SUPPLIED ENTRIES
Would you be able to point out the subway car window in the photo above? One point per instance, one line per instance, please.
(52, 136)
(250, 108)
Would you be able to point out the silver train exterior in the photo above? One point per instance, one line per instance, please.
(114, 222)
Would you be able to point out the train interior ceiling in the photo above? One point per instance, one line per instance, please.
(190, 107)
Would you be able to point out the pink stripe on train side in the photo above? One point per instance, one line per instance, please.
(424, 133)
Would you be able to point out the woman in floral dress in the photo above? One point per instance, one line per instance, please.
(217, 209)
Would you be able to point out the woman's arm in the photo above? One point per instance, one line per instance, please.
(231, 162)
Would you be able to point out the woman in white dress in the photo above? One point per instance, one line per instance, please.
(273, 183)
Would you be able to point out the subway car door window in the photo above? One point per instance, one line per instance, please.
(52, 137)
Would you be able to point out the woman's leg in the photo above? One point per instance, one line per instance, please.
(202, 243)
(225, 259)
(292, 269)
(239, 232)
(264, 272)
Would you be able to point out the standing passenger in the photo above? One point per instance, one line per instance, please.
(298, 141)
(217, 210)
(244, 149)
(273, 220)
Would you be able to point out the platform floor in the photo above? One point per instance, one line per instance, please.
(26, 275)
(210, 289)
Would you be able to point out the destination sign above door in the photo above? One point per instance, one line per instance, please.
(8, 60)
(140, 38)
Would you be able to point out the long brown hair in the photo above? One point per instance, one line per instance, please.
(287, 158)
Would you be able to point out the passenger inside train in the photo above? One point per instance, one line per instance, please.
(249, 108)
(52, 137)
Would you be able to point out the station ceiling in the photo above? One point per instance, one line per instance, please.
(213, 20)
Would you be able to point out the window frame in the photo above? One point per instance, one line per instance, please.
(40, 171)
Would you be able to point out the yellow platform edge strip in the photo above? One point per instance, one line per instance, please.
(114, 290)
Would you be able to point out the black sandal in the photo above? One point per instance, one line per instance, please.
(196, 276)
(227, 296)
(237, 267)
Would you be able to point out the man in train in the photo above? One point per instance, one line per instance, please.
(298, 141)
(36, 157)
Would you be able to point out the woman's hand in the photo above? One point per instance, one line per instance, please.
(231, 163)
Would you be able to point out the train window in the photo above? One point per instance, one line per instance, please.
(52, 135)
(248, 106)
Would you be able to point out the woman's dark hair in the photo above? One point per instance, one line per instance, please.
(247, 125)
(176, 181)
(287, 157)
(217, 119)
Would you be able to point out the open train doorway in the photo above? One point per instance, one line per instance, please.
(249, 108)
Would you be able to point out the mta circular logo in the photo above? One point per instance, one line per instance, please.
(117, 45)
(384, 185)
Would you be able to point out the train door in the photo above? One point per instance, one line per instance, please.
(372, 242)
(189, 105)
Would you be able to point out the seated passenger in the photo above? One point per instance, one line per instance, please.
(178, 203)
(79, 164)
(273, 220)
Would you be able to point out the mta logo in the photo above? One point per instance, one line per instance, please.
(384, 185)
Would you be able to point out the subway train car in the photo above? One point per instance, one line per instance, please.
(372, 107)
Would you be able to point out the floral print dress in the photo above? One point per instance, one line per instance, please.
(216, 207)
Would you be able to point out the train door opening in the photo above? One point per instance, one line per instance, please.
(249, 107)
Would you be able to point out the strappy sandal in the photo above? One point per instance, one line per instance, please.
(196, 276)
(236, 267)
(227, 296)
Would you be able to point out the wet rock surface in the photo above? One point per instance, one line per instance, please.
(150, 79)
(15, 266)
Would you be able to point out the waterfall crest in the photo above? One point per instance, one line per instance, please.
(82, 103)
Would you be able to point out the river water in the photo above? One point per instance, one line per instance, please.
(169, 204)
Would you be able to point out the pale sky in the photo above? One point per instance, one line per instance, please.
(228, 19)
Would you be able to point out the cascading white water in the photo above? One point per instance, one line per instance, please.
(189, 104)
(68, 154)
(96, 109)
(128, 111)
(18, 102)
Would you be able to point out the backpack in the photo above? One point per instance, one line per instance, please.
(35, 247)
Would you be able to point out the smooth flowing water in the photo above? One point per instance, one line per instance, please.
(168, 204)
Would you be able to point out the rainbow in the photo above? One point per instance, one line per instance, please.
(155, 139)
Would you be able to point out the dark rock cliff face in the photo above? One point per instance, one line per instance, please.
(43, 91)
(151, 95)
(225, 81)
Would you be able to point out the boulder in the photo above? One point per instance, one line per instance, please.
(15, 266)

TASK OBJECTIVE
Every line from the line containing "Would you be able to point out the train door opening" to the last line of the material above must be repeated exactly, and no other line.

CORRECT RESPONSE
Would you be able to point out the train door opening in the photo above? One point per instance, one line per instance, please.
(249, 107)
Would you be able to point out the strappy sandal in the photo above? One point per instance, one line per instance, please.
(196, 276)
(236, 267)
(227, 296)
Would you be able to point out the wet rock surface in the photo above? One point per instance, one line per instance, please.
(150, 79)
(15, 266)
Would you be able to point out the waterfall crest in the photo above? One point per instance, one line per instance, please.
(82, 103)
Would you be able to point out the river water in the photo above? One point per instance, one line per instance, please.
(169, 204)
Would you be able to point out the pale sky in the photo above? One point per instance, one line per instance, please.
(228, 19)
Would you be able to point out the cascading white water in the photo above? One point per instance, one line per instance, please.
(189, 104)
(68, 154)
(96, 109)
(128, 111)
(18, 102)
Would you be able to point out the backpack in the photo above? One point per instance, one line per instance, please.
(35, 247)
Would you be able to point out the smooth flowing water in the photo above? One point per instance, one line per instance, please.
(168, 204)
Would you be able to point out the rainbow in the photo above? One point per instance, one line per instance, please.
(155, 139)
Would you be able to point out the dark rock cliff face in the photo above? One point per instance, one line per instance, please.
(43, 91)
(151, 95)
(225, 81)
Would you be able to point out the boulder in the photo above? One point per instance, one line per instance, please.
(15, 266)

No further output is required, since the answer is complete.